═══ Texto extraído

A história da casa em Paraty não é a única relação dos Marinho com a
Mossack & Fonseca e os
Panama
Papers.
Segundo o jornal holandês deVerdieping Trouw, com base em documentos vazados,
a emissora brasileira teria usado empresas de fachada para pagar intermediários
na compra de direitos de transmissão da Copa Libertadores da América.
- A casa em Paraty da qual os Marinho negam ser donos (Foto: João Miguel
Júnior/TV Globo)
O diário argentino La Nación trouxe outras revelações: “Por razões fiscais,
em 2012, a T&T transferiu os seus direitos à empresa Torneios&Traffic
Sports Marketing BV, com sede nos Países Baixos. Por trás dessa offshore
holandesa, a Mossack & Fonseca criou a Medak Holding Ltd., registrada em
Chipre, que, por sua vez, era controlada pela uruguaia Henlets Grupo”.
A reportagem prossegue: “A empresa holandesa, com licença de televisão
concedida pela T&T, intermediava a venda dos direitos. A offshore negociou
aportes milionários com a TV Globo do Brasil, que eram depositados no ING Bank,
em Amsterdã.
A empresa holandesa e a TV Globo tiveram contratos negociados de 2004 a 2019,
a uma quantia estimada de 10 milhões de dólares”.
Não à toa, a Globo registrou timidamente o escândalo internacional que
monopolizou a atenção da mídia estrangeira nos últimos dias. Na segunda-feira 4,
por exemplo, o Jornal Nacional tratou do assunto em meros 40 segundos. Sem
imagens, o texto basicamente informava que a Procuradoria-Geral da República
investigaria os donos brasileiros de offshore abertas pela Mossack &
Fonseca. E ponto.
Há outros ilustres nativos, vários envolvidos em crimes de corrupção, no rol
de clientes do escritório panamenho. Robson Marinho, conselheiro afastado do
Tribunal de Contas do Estado de São Paulo e acusado de receber propina durante
sua passagem pelo governo do tucano Mário Covas, é dono da Higgins Finance.
- Os documentos de uma transação complexa
Segundo o Ministério Público, Marinho embolsou 2,7 milhões de dólares em
troca de contratos fraudulentos assinados com a multinacional francesa Alstom. A
propina teria ainda abastecido o caixa 2 de campanhas eleitorais do PSDB
paulista.

══════

Instrução 1 —
No texto sobre a Globo e os Panama Papers, quanto tempo o Jornal Nacional dedicou ao assunto na segunda-feira 4?

═══ Entradas da listagem

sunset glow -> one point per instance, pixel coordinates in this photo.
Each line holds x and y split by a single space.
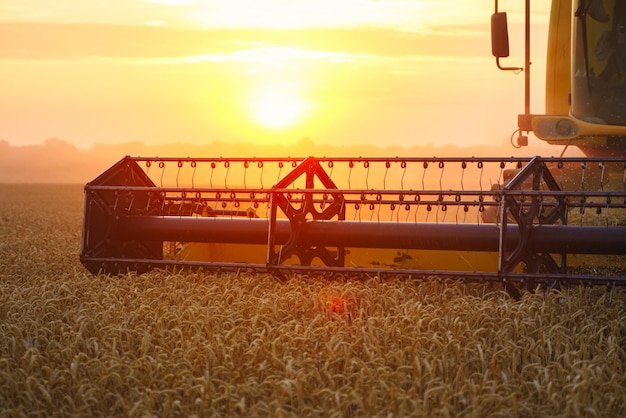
354 72
277 106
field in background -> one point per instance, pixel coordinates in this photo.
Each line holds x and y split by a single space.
241 345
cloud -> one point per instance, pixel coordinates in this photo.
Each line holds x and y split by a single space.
75 41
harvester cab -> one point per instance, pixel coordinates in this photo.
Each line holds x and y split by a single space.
585 76
414 217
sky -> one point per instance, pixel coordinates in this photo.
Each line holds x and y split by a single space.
342 72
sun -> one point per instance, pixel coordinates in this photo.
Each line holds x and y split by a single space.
278 106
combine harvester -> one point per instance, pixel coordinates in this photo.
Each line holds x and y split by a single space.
522 222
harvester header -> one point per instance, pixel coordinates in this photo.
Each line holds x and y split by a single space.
415 217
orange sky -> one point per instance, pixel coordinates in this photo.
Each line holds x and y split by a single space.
196 71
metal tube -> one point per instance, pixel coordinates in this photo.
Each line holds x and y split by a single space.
354 234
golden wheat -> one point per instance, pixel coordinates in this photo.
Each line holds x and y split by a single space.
200 344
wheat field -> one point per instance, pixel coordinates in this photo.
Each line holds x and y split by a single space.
203 344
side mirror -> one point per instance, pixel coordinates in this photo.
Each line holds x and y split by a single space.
499 35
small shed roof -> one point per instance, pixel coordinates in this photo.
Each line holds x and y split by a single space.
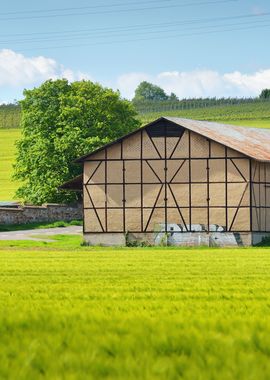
253 142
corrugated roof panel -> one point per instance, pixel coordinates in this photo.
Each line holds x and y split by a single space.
253 142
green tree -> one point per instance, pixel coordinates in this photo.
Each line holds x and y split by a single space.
173 97
265 94
60 122
149 91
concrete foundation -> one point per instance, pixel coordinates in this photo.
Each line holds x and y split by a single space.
184 239
257 237
105 239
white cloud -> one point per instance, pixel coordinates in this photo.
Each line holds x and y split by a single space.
18 70
199 83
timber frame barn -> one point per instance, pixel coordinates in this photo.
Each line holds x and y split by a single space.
180 182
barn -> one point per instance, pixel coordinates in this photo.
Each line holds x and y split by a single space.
179 182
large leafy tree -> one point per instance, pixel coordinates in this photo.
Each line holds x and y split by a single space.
149 91
265 94
60 122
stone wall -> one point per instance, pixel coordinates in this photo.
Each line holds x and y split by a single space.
45 213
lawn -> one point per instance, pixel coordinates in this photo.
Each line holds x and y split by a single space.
7 159
92 313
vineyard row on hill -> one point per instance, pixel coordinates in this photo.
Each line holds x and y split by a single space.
10 115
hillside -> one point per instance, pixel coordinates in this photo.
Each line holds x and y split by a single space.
252 115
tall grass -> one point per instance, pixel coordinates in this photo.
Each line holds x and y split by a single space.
135 314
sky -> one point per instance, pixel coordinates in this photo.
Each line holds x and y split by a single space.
194 48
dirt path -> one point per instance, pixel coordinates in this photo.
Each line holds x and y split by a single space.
46 232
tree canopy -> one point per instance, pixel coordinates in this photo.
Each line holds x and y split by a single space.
149 91
265 94
60 122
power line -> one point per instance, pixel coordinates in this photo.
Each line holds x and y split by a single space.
151 38
142 26
85 7
142 31
125 10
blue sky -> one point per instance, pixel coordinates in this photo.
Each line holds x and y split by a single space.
194 48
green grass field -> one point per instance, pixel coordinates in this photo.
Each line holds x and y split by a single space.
96 313
7 158
251 115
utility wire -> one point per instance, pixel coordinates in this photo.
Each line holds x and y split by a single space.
151 38
125 10
138 33
141 26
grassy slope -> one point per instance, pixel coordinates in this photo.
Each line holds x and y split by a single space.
134 314
256 114
7 156
253 115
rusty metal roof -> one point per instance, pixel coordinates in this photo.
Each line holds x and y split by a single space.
253 142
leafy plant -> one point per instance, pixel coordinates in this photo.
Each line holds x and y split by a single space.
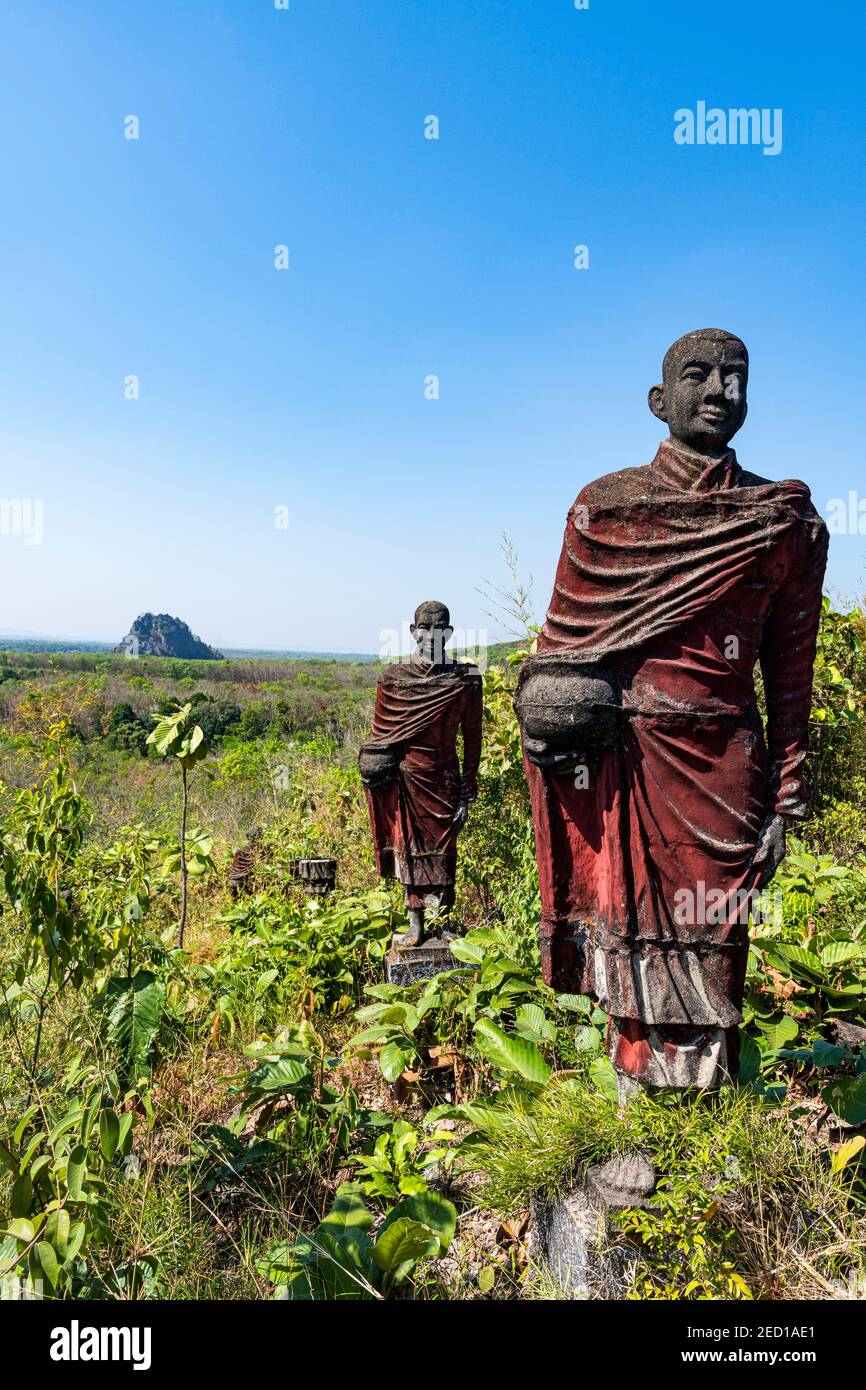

══════

Instrução 2 —
Selecione todas as linhas da listagem que contêm a palavra "wheat". Maiúsculas e minúsculas fazem diferença.

Resposta certa 1 —
Apenas 40 segundos.

Resposta certa 2 —
golden wheat -> one point per instance, pixel coordinates in this photo.
wheat field -> one point per instance, pixel coordinates in this photo.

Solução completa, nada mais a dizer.